Beim „Familienfoto“ der Berliner Libyen-Konferenz am 19. Januar 2020 stand er selbstbewusst in der ersten Reihe, gleich neben UN-Generalsekretär António Guterres und Gastgeberin Angela Merkel: Russlands Präsident Wladimir Putin. Für den Kreml ist Libyen das derzeit wichtigste afrikanische Land, um Russlands militärischen, energie- und migrationspolitischen Einfluss auszuweiten – in einem Land also, dass für Europas Sicherheit von zentraler Bedeutung ist.

Und Libyen ist kein Einzelfall: In ganz Afrika hat Russland seine Präsenz in den vergangenen Jahren verstärkt, insbesondere als Waffenlieferant. Der bisher größte diplomatische Wurf gelang Moskau mit dem ersten Russland-Afrika-Gipfel, der Ende Oktober 2019 in Sotschi stattfand. Alle 54 afrikanischen Staaten nahmen teil, zahlreiche Abkommen wurden unterzeichnet oder angebahnt. Das Signal war klar: Moskau zielt nicht nur darauf, Beziehungen zu ehemaligen sowjetischen Verbündeten aus der Zeit des Kalten Krieges wieder aufleben zu lassen, sondern es geht um ganz neue Partnerschaften.

Dabei beschränken sich Russlands diplomatische Anstrengungen längst nicht mehr nur auf Staatsbesuche und Gipfeltreffen. Vielmehr nutzt Moskau insbesondere seine Position im UN-Sicherheitsrat dazu, seinen afrikanischen Verbündeten zur Seite zu stehen – beispielsweise mit der öffentlichen Unterstützung der Forderung nach einem ständigen UN-Sicherheitsratssitz für Afrika. Im Gegenzug kann Russland auf die Stimmen seiner afrikanischen Partner in der UN-Generalversammlung zählen. Bei einer Abstimmung am 9. Dezember 2019, bei der es um die Verurteilung der Militarisierung der Krim und der Verletzung der ukrainischen Souveränität ging, stimmten zahlreiche afrikanische Staaten mit Russland oder enthielten sich, obwohl territoriale Integrität für viele ein wichtiges Thema ist.



Magere Wirtschaftsbeziehungen

Moskau versucht stets, seine Außenpolitik mit ökonomischen Mitteln zu untermauern, kann dabei aber längst nicht mehr auf so große wirtschaftliche Kapazitäten zurückgreifen wie einst die Sowjetunion. Zwar kletterte der russische Warenumsatz mit afrikanischen Staaten von 5,7 Milliarden (2009) auf 20 Milliarden Dollar (2018). Verglichen mit dem chinesisch-afrikanischen Handel (etwa 200 Milliarden Dollar) oder dem Afrikas mit den USA (rund 300 Milliarden Dollar) nimmt er sich aber fast unbedeutend aus. Russlands wichtigster Wettbewerbsvorteil ist „Flexibilität“: Auf politische Konditionalitäten, auf die Amerikaner und Europäer oft pochen, verzichtet der Kreml. Und im Vergleich zu Peking stellt Moskau seinen Partnern keine Schuldenfallen.

Übungsaufgaben -
1: Geben Sie aus dem Text über Russlands Afrikapolitik den Abschnitt von „Dabei beschränken sich“ bis einschließlich „wichtiges Thema ist.“ wortgetreu aus.
2: Welchen Warenumsatz erzielte Russland laut dem Text über Russlands Afrikapolitik im Jahr 2018 mit afrikanischen Staaten?
Die folgenden Zeilen stammen aus einer anderen Quelle.

Gegebene Daten -
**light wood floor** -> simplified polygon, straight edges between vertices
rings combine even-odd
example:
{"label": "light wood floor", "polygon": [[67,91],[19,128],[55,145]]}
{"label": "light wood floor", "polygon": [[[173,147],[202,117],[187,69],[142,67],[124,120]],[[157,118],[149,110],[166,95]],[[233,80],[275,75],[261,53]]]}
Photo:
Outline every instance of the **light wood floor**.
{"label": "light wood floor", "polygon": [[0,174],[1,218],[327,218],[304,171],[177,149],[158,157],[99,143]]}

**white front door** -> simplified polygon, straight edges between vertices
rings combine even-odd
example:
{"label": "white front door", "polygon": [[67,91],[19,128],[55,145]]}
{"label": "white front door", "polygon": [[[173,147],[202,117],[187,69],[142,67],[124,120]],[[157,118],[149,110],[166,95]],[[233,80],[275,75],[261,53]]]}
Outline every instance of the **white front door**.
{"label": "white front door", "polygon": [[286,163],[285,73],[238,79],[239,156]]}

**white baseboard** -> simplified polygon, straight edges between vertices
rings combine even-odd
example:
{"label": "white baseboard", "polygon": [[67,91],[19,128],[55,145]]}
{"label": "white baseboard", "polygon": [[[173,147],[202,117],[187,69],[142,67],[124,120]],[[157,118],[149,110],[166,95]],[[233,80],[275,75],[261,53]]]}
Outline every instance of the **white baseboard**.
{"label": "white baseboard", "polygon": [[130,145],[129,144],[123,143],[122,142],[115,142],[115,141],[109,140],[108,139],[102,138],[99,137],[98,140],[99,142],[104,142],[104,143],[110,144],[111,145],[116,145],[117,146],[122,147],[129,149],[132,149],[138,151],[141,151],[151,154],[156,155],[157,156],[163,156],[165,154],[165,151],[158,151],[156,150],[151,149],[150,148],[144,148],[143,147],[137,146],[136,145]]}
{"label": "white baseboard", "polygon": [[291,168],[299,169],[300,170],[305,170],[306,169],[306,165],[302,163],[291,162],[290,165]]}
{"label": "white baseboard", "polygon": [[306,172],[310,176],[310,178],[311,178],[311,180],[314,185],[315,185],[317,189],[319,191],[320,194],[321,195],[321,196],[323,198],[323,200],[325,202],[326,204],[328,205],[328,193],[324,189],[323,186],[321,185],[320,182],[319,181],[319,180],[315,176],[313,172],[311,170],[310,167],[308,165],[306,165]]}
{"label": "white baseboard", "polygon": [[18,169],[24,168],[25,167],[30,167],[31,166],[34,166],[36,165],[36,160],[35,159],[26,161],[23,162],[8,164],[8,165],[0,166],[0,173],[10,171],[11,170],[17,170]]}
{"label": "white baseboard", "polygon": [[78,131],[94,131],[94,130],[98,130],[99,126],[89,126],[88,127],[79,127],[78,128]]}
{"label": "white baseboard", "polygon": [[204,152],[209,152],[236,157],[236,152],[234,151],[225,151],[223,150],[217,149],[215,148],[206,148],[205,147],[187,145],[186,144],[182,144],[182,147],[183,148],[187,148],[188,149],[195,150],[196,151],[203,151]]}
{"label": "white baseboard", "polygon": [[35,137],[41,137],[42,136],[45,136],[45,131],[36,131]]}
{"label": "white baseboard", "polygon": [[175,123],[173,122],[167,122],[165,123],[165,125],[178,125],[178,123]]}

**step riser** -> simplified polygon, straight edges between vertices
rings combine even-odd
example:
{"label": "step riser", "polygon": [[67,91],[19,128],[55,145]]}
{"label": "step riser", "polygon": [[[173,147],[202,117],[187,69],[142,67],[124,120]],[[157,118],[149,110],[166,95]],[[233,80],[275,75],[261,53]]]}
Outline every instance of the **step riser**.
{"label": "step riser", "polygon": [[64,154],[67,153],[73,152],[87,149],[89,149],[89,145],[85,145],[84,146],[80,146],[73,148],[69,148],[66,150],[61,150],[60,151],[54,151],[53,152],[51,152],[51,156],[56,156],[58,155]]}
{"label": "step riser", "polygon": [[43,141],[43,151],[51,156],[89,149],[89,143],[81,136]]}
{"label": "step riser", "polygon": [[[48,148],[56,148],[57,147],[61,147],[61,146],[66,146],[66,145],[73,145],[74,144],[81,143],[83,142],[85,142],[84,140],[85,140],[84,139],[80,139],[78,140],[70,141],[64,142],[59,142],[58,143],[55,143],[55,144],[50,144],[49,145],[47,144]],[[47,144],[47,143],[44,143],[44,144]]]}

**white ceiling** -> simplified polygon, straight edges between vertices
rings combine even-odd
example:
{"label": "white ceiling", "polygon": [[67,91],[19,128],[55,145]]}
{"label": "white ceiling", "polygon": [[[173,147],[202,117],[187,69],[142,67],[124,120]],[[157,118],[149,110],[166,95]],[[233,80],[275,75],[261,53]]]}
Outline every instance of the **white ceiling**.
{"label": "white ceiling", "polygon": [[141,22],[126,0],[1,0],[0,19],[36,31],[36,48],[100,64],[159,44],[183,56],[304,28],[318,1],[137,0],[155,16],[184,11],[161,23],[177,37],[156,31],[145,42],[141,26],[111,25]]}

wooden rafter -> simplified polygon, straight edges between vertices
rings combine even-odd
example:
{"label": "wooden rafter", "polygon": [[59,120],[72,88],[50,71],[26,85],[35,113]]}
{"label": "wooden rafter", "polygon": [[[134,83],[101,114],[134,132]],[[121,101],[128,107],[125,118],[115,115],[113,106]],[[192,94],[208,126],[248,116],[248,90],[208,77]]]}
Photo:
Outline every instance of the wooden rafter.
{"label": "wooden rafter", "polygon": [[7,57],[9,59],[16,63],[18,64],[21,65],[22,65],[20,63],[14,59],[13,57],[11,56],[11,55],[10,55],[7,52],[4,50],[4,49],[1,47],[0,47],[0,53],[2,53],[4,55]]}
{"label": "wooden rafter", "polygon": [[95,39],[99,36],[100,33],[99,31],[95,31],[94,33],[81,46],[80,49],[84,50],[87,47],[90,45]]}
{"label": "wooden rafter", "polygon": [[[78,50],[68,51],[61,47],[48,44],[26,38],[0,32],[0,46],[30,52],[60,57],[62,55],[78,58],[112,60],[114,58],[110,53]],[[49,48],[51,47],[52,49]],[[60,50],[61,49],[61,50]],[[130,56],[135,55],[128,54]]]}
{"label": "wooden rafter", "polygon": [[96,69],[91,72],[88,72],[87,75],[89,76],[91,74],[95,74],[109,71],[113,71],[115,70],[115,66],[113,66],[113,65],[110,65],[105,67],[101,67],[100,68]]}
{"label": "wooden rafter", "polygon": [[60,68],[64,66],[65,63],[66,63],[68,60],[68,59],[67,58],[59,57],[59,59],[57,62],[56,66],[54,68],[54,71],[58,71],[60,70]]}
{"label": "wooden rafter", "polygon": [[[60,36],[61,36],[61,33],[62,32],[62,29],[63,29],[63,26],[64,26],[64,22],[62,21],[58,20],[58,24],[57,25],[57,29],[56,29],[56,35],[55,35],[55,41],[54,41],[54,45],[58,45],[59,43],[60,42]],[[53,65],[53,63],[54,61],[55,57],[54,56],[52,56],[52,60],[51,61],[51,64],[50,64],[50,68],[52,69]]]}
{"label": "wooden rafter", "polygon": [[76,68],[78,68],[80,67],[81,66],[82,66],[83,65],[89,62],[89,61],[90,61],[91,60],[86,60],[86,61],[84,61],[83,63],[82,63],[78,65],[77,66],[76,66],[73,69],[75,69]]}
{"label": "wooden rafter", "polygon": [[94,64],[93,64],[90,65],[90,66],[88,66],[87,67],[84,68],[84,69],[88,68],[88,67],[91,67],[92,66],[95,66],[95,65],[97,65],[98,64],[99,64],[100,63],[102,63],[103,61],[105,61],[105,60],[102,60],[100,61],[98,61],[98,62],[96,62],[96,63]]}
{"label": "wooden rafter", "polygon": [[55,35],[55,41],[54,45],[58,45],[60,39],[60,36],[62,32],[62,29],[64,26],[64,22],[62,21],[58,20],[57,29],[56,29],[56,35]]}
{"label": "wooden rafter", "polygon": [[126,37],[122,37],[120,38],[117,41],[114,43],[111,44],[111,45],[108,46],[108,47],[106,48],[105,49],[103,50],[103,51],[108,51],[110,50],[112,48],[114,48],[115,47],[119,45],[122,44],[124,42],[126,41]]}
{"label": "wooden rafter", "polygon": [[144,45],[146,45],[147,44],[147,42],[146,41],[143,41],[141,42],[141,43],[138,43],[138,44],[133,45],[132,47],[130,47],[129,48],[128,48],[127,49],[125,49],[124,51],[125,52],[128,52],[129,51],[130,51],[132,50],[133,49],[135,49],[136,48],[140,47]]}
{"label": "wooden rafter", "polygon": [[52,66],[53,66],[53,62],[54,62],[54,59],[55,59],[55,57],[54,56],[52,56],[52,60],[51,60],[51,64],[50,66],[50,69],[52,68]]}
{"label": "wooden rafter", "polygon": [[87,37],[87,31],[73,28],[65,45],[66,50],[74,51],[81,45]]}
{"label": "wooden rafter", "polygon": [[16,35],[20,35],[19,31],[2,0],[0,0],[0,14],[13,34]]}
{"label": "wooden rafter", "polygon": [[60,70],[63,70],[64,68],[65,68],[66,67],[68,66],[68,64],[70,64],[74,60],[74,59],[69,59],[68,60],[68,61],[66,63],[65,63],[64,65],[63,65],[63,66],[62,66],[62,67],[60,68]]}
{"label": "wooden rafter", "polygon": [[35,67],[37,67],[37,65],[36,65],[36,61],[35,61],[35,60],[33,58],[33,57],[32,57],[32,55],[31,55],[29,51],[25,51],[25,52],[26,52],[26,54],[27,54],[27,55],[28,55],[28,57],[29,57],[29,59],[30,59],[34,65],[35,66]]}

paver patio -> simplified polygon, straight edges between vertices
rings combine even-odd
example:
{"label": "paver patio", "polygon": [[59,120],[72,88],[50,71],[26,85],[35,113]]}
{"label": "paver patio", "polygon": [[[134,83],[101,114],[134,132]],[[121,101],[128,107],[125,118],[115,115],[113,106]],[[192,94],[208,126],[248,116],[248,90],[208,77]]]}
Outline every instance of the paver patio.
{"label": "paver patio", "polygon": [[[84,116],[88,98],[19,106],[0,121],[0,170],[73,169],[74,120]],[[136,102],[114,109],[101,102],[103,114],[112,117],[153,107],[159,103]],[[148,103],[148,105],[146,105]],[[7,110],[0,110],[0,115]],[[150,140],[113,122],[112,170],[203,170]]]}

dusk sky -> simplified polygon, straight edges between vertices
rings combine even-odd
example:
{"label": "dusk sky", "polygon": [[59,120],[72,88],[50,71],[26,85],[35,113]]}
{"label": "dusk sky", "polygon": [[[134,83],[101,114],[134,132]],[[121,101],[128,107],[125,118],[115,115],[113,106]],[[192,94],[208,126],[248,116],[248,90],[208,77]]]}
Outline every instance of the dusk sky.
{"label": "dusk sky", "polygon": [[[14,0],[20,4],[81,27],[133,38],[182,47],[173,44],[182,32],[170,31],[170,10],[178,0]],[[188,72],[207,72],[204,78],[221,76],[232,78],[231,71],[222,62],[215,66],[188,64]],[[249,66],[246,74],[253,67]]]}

Lösungen -
1:
Dabei beschränken sich Russlands diplomatische Anstrengungen längst nicht mehr nur auf Staatsbesuche und Gipfeltreffen. Vielmehr nutzt Moskau insbesondere seine Position im UN-Sicherheitsrat dazu, seinen afrikanischen Verbündeten zur Seite zu stehen – beispielsweise mit der öffentlichen Unterstützung der Forderung nach einem ständigen UN-Sicherheitsratssitz für Afrika. Im Gegenzug kann Russland auf die Stimmen seiner afrikanischen Partner in der UN-Generalversammlung zählen. Bei einer Abstimmung am 9. Dezember 2019, bei der es um die Verurteilung der Militarisierung der Krim und der Verletzung der ukrainischen Souveränität ging, stimmten zahlreiche afrikanische Staaten mit Russland oder enthielten sich, obwohl territoriale Integrität für viele ein wichtiges Thema ist.

2: 20 Milliarden Dollar.